+++ Data records

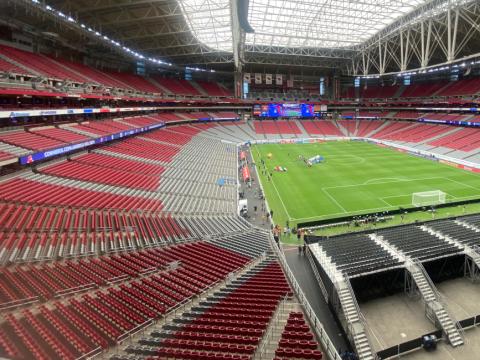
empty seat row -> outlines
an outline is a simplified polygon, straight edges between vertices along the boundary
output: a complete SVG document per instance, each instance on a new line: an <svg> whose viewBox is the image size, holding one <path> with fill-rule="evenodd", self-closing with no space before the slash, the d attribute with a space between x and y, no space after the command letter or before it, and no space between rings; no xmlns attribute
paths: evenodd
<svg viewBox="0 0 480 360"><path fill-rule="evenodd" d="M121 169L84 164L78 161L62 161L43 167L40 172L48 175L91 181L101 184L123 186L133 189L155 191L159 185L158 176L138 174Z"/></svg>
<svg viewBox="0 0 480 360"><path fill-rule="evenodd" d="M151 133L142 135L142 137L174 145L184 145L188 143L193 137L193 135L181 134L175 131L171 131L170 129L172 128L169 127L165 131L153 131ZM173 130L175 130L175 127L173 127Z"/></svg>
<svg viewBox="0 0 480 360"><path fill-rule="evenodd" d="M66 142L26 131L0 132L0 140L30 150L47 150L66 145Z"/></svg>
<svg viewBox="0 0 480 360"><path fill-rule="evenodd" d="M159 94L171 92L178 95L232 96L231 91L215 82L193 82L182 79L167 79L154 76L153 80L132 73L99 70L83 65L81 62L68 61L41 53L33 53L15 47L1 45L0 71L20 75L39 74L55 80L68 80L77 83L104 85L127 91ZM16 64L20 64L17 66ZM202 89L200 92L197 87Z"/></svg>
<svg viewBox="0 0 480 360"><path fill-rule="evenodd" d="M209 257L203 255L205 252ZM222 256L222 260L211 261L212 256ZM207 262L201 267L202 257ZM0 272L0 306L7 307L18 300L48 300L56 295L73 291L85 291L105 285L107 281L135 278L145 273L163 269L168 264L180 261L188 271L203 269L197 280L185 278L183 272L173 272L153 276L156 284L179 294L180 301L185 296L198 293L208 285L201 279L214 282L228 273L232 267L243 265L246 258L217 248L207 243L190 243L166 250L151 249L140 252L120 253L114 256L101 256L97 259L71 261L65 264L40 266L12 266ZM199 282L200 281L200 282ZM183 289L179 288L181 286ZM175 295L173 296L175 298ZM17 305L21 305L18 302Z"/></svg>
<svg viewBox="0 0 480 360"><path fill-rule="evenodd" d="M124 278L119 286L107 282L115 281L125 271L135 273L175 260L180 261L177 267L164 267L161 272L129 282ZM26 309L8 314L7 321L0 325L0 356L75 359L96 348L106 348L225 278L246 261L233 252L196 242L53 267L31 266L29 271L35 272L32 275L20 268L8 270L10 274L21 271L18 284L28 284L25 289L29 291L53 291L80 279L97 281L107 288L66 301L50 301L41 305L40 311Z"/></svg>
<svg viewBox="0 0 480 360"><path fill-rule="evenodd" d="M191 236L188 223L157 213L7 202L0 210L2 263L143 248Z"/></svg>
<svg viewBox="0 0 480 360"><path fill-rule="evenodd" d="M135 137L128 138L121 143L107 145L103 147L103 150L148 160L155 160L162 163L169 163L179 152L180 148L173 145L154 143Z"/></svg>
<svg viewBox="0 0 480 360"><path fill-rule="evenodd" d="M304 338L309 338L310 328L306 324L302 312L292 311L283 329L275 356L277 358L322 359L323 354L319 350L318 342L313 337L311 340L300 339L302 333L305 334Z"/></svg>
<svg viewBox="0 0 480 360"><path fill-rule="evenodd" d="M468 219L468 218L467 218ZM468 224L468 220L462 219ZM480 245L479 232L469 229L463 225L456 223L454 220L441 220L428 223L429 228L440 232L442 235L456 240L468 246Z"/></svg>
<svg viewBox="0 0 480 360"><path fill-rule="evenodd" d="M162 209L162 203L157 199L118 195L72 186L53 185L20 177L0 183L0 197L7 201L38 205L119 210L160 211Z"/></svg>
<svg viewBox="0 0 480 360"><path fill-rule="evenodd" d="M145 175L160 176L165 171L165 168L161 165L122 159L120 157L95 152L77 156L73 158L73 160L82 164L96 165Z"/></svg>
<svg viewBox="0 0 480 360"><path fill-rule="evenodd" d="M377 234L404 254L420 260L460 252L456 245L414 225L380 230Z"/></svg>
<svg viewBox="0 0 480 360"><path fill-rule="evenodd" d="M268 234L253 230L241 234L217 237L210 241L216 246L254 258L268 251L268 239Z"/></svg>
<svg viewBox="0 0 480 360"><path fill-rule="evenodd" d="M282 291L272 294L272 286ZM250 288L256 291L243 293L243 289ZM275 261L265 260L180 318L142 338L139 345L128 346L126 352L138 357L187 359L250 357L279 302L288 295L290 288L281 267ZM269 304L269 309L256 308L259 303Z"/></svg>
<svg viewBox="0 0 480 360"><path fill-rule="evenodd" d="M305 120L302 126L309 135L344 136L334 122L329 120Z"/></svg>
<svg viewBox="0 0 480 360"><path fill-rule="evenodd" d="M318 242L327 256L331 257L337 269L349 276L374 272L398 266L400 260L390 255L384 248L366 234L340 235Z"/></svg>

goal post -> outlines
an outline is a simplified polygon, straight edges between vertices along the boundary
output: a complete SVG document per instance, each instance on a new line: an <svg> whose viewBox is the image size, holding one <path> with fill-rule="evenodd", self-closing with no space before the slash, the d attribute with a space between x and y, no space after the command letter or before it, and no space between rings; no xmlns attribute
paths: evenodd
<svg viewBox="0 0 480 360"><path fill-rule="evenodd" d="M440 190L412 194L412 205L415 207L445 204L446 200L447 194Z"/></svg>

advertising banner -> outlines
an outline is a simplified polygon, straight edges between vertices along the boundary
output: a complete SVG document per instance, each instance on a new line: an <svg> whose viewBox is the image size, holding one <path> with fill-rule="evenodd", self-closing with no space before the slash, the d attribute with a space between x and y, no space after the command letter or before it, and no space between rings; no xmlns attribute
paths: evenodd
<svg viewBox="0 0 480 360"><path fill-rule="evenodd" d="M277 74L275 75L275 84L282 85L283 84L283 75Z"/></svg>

++++++

§ **Problem details**:
Everything in the listing must be restated word for word, except for the pictures.

§ **Solution**:
empty seat row -> outlines
an outline is a simplified polygon, straight edges between vertices along the boundary
output: a complete SVG document per instance, each instance on a new line: an <svg> whose viewBox is the image size, holding one <path> with fill-rule="evenodd", self-closing with no space before the slash, the d attribute with a space between x and y, no space after the command letter or before it, and no space between rings; no xmlns attribute
paths: evenodd
<svg viewBox="0 0 480 360"><path fill-rule="evenodd" d="M121 169L84 164L78 161L62 161L43 167L40 172L48 175L91 181L101 184L123 186L133 189L155 191L159 185L158 176L138 174Z"/></svg>
<svg viewBox="0 0 480 360"><path fill-rule="evenodd" d="M151 133L142 135L142 137L174 145L184 145L188 143L193 137L193 135L181 134L175 131L171 131L170 129L172 128L169 127L165 131L153 131ZM173 130L175 130L175 127L173 127Z"/></svg>
<svg viewBox="0 0 480 360"><path fill-rule="evenodd" d="M66 142L26 131L0 132L0 140L30 150L47 150L66 145Z"/></svg>
<svg viewBox="0 0 480 360"><path fill-rule="evenodd" d="M159 94L171 92L178 95L232 96L231 91L215 82L193 82L182 79L167 79L154 76L153 80L132 73L99 70L83 65L81 62L68 61L41 53L33 53L15 47L1 45L0 71L20 75L39 74L55 80L68 80L77 83L104 85L127 91ZM16 64L20 64L17 66ZM202 89L200 92L197 87Z"/></svg>
<svg viewBox="0 0 480 360"><path fill-rule="evenodd" d="M209 257L203 255L205 252ZM222 256L222 260L211 261L212 256ZM207 262L201 267L202 257ZM0 272L0 306L7 307L18 300L48 300L56 295L73 291L85 291L105 285L107 281L135 278L145 273L163 269L168 264L180 261L188 271L203 269L197 280L185 278L183 272L173 272L153 276L156 284L179 294L180 301L185 296L198 293L208 285L201 279L214 282L228 273L232 267L243 265L246 258L217 248L207 243L190 243L166 250L151 249L140 252L120 253L114 256L101 256L97 259L71 261L65 264L40 266L12 266ZM199 282L200 281L200 282ZM183 289L179 288L181 286ZM175 295L173 296L175 298ZM17 305L21 305L18 302Z"/></svg>
<svg viewBox="0 0 480 360"><path fill-rule="evenodd" d="M124 278L119 286L107 282L115 281L125 271L135 273L175 260L180 261L177 267L164 267L161 272L129 282ZM26 309L8 314L7 321L0 325L0 356L75 359L96 348L106 348L225 278L246 261L233 252L196 242L53 267L31 266L29 271L35 272L32 275L20 268L8 270L10 274L21 271L18 284L28 284L25 289L29 291L53 291L80 279L97 281L107 288L66 301L50 301L41 305L40 311Z"/></svg>
<svg viewBox="0 0 480 360"><path fill-rule="evenodd" d="M191 236L188 223L157 213L7 202L0 210L2 263L143 248Z"/></svg>
<svg viewBox="0 0 480 360"><path fill-rule="evenodd" d="M135 137L128 138L121 143L107 145L103 147L103 150L148 160L155 160L162 163L169 163L179 152L180 148L173 145L154 143Z"/></svg>
<svg viewBox="0 0 480 360"><path fill-rule="evenodd" d="M304 338L309 338L310 328L306 324L302 312L292 311L283 329L275 356L277 358L322 359L323 354L319 350L318 342L313 337L311 340L300 339L302 333L305 334Z"/></svg>
<svg viewBox="0 0 480 360"><path fill-rule="evenodd" d="M468 219L468 218L467 218ZM468 224L468 220L462 219ZM480 245L479 232L469 229L463 225L456 223L454 220L441 220L428 223L429 228L440 232L442 235L456 240L468 246Z"/></svg>
<svg viewBox="0 0 480 360"><path fill-rule="evenodd" d="M162 209L162 203L157 199L118 195L72 186L53 185L20 177L0 183L0 197L7 201L38 205L119 210L160 211Z"/></svg>
<svg viewBox="0 0 480 360"><path fill-rule="evenodd" d="M145 175L160 176L165 171L165 168L161 165L122 159L120 157L95 152L77 156L73 158L73 160L82 164L96 165Z"/></svg>
<svg viewBox="0 0 480 360"><path fill-rule="evenodd" d="M377 234L404 254L420 260L460 252L456 245L414 225L380 230Z"/></svg>
<svg viewBox="0 0 480 360"><path fill-rule="evenodd" d="M268 234L253 230L241 234L217 237L210 241L216 246L254 258L268 251L268 239Z"/></svg>
<svg viewBox="0 0 480 360"><path fill-rule="evenodd" d="M282 291L272 294L272 286ZM250 288L256 291L243 293L243 289ZM275 261L265 260L180 318L142 338L139 345L128 346L126 352L138 357L187 359L250 357L279 302L288 295L290 288L281 267ZM269 304L269 309L256 308L259 303Z"/></svg>
<svg viewBox="0 0 480 360"><path fill-rule="evenodd" d="M305 120L302 126L309 135L344 136L334 122L329 120Z"/></svg>
<svg viewBox="0 0 480 360"><path fill-rule="evenodd" d="M318 242L327 256L331 257L337 269L349 276L374 272L398 266L400 260L390 255L384 248L366 234L340 235Z"/></svg>

goal post -> outlines
an outline is a simplified polygon, straight edges between vertices along the boundary
output: a complete SVG document per instance, each instance on a new line: an <svg> whose viewBox is the image size, holding one <path> with fill-rule="evenodd", self-closing with no space before the slash, the d attribute with a space between x and y, no space after the command letter or before it, and no space between rings; no xmlns attribute
paths: evenodd
<svg viewBox="0 0 480 360"><path fill-rule="evenodd" d="M440 190L412 194L412 205L415 207L445 204L446 200L447 194Z"/></svg>

advertising banner -> outlines
an outline is a simplified polygon, straight edges between vertices along the boundary
output: a complete SVG document per instance, each instance on a new line: an <svg> whose viewBox is the image size, holding one <path> with fill-rule="evenodd", self-closing with no space before the slash, the d attribute with a space between x and y, no space after the command letter or before it, and no space between rings; no xmlns attribute
paths: evenodd
<svg viewBox="0 0 480 360"><path fill-rule="evenodd" d="M277 74L275 75L275 84L282 85L283 84L283 75Z"/></svg>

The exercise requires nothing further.